Dataset rows
+-------+

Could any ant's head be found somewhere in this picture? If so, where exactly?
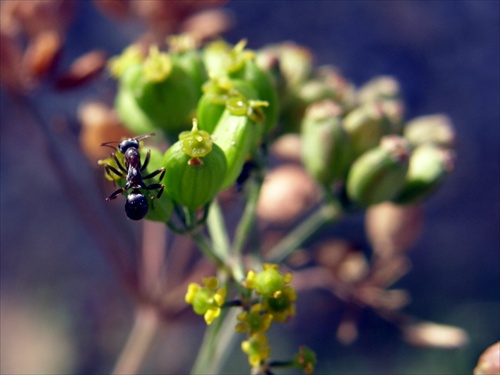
[101,133,155,154]
[118,138,139,154]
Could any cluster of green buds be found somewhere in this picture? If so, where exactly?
[102,36,279,230]
[270,45,454,207]
[185,264,316,374]
[100,36,460,374]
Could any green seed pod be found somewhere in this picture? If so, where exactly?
[393,144,455,204]
[344,102,392,157]
[256,42,312,89]
[212,96,262,190]
[163,123,226,210]
[168,34,208,99]
[302,100,351,186]
[196,77,258,133]
[347,136,410,207]
[404,114,455,148]
[116,48,197,137]
[229,59,279,134]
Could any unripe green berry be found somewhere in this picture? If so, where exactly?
[393,144,455,204]
[347,136,410,207]
[301,100,351,186]
[255,268,285,297]
[163,126,226,209]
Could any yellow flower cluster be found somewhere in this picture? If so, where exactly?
[186,264,316,374]
[185,277,226,325]
[235,264,297,367]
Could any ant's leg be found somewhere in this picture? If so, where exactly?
[141,150,151,172]
[104,164,123,180]
[142,168,165,181]
[106,187,127,202]
[106,182,131,202]
[111,152,127,174]
[146,184,165,199]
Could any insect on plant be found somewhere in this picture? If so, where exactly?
[101,133,165,220]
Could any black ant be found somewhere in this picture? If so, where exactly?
[101,133,165,220]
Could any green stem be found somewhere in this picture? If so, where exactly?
[266,202,343,263]
[191,309,239,375]
[207,199,230,259]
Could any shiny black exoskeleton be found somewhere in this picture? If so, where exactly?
[101,133,165,220]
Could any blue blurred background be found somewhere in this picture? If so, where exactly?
[0,1,500,374]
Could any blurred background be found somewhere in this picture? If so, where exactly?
[0,1,500,374]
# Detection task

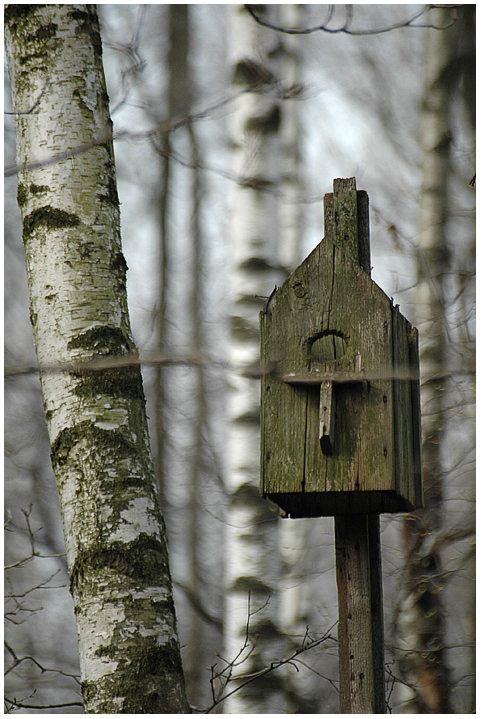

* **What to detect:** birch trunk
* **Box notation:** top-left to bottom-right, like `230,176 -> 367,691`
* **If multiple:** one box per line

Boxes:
396,7 -> 457,714
224,6 -> 299,713
5,5 -> 188,714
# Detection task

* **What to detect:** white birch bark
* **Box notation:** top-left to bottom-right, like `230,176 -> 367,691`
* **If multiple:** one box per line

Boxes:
224,6 -> 300,713
395,7 -> 456,713
5,5 -> 188,713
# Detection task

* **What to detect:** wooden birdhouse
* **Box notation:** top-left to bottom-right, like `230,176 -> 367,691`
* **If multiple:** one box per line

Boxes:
260,178 -> 423,517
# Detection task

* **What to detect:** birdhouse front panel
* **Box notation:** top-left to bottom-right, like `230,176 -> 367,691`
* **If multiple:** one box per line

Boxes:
260,181 -> 422,517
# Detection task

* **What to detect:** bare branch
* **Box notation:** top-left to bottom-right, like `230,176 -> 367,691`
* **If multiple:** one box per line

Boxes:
244,5 -> 460,36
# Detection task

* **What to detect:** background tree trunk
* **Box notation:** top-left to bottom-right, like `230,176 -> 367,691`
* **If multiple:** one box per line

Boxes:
5,5 -> 188,713
396,7 -> 475,714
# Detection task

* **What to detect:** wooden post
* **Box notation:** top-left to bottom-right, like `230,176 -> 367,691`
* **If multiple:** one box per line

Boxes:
260,178 -> 422,714
325,180 -> 385,714
335,514 -> 385,714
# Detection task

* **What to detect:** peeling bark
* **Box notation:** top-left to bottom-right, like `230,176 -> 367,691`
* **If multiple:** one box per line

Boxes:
5,5 -> 188,714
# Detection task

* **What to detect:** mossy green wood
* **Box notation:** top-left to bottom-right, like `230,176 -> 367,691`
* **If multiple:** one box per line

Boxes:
260,178 -> 421,517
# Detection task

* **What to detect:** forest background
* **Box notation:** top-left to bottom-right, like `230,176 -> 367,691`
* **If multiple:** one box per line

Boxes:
5,5 -> 475,713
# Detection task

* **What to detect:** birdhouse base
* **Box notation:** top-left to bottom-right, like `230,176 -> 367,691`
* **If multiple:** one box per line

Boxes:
264,490 -> 414,519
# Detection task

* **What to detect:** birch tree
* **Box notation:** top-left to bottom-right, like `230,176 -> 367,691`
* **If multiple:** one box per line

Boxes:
224,6 -> 300,713
396,6 -> 475,713
5,5 -> 188,713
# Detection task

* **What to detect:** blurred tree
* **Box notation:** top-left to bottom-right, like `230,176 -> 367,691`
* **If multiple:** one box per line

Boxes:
396,6 -> 475,713
224,5 -> 302,713
5,5 -> 188,713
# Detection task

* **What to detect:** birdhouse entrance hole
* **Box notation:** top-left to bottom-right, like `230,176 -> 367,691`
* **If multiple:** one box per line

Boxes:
310,331 -> 347,369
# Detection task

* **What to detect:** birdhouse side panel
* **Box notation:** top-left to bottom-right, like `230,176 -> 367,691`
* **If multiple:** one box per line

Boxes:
392,307 -> 422,508
260,283 -> 306,495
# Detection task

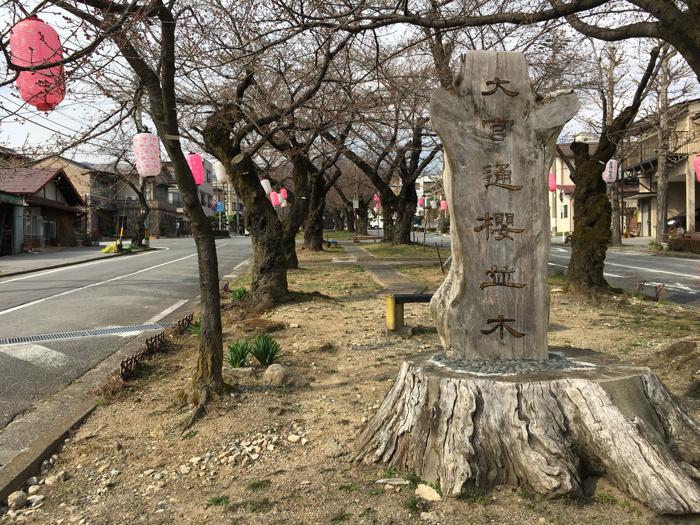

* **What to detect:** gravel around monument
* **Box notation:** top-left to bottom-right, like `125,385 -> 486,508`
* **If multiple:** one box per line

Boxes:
0,256 -> 700,525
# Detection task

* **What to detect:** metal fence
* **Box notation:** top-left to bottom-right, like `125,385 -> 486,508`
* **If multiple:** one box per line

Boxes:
119,312 -> 194,381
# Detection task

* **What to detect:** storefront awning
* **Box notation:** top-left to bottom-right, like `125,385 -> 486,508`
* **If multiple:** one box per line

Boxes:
625,191 -> 656,201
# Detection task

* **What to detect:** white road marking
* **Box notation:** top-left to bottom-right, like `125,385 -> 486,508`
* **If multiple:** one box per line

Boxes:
0,243 -> 228,315
0,248 -> 165,284
224,257 -> 252,279
0,343 -> 70,368
550,255 -> 700,279
143,299 -> 187,324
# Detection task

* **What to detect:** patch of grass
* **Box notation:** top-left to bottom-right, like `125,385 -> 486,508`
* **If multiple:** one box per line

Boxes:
248,479 -> 272,492
249,334 -> 282,366
226,339 -> 250,368
231,286 -> 248,301
401,496 -> 428,513
207,496 -> 231,507
246,498 -> 274,512
362,243 -> 451,261
382,467 -> 396,478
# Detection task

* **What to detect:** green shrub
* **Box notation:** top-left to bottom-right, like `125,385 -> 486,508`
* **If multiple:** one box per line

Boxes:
231,288 -> 248,301
226,339 -> 250,368
250,334 -> 282,366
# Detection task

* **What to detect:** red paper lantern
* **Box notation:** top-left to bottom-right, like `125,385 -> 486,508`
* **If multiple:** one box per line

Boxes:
185,152 -> 204,186
603,159 -> 617,184
132,133 -> 160,178
10,16 -> 66,111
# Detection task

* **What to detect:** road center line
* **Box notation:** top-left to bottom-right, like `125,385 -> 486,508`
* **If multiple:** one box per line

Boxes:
0,248 -> 165,284
0,243 -> 228,315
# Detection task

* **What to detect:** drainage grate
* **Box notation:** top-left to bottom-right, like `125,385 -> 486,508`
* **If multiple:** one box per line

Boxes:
0,323 -> 171,345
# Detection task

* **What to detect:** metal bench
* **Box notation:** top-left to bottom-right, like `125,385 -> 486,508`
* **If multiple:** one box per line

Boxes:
386,293 -> 433,335
352,235 -> 382,242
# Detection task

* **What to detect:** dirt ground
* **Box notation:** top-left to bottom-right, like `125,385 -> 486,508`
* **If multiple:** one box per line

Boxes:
0,255 -> 700,525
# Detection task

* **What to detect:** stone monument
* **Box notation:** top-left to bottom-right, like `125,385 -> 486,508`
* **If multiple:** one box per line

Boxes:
356,51 -> 700,514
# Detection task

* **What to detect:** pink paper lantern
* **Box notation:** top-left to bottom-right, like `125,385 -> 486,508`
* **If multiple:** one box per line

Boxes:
603,159 -> 617,184
132,133 -> 160,178
10,16 -> 66,111
185,152 -> 204,186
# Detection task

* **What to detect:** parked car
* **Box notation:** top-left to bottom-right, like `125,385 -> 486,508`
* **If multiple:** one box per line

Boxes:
666,208 -> 700,236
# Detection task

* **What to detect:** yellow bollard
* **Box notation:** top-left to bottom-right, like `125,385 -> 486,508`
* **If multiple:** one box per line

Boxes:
386,295 -> 404,332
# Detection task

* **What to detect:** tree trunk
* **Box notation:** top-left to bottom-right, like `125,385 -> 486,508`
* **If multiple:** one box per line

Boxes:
355,352 -> 700,514
394,182 -> 418,244
610,181 -> 622,246
345,206 -> 355,232
566,142 -> 612,292
355,206 -> 369,235
304,168 -> 326,252
656,61 -> 671,243
230,154 -> 288,308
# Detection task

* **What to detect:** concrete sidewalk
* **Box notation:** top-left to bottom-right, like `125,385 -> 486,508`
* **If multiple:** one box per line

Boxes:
0,246 -> 121,277
341,242 -> 425,295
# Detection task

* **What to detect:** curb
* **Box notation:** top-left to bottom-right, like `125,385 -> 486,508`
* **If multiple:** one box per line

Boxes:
0,248 -> 160,279
0,397 -> 97,501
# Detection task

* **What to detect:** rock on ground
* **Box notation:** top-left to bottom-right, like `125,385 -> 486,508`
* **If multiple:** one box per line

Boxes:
263,364 -> 290,386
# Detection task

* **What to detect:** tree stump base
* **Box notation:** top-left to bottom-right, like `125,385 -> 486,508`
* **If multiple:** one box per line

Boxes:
355,349 -> 700,514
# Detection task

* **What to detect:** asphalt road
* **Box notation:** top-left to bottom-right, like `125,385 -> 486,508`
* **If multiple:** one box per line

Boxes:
421,234 -> 700,307
0,237 -> 252,428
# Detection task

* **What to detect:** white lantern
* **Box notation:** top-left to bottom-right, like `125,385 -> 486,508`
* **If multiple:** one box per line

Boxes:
132,133 -> 160,178
603,159 -> 617,184
214,160 -> 228,183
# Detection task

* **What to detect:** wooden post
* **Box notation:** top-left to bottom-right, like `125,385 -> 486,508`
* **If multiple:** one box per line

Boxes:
430,51 -> 579,360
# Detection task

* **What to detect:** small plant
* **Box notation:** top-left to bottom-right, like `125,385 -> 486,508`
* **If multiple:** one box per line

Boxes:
207,496 -> 231,507
190,319 -> 202,337
250,334 -> 282,366
231,288 -> 248,301
226,339 -> 250,368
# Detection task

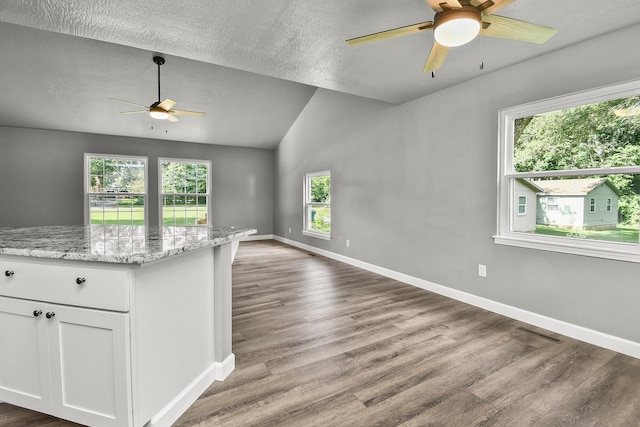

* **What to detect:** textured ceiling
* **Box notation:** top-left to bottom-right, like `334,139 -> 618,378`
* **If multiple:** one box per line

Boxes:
0,0 -> 640,148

+-------+

# Problem:
Can you return, unchanged, every line of the records from the one containing "Could any ant's leg" through the one containing "[207,199,230,259]", with both of those lines included?

# Task solution:
Could any ant's leg be found somewhere in this picture? If so, where exactly?
[141,150,151,172]
[104,164,123,180]
[142,168,165,181]
[106,187,127,202]
[106,182,131,202]
[111,152,127,174]
[146,184,165,199]
Could any insect on plant be found somewhere in this picture? If so, where exactly?
[101,133,165,220]
Could any black ant be found somewhere in this picture? If so, where exactly?
[101,133,165,220]
Could any green stem be found somewhere in this picture? If so, where exactly?
[266,202,343,263]
[191,309,239,375]
[207,199,230,259]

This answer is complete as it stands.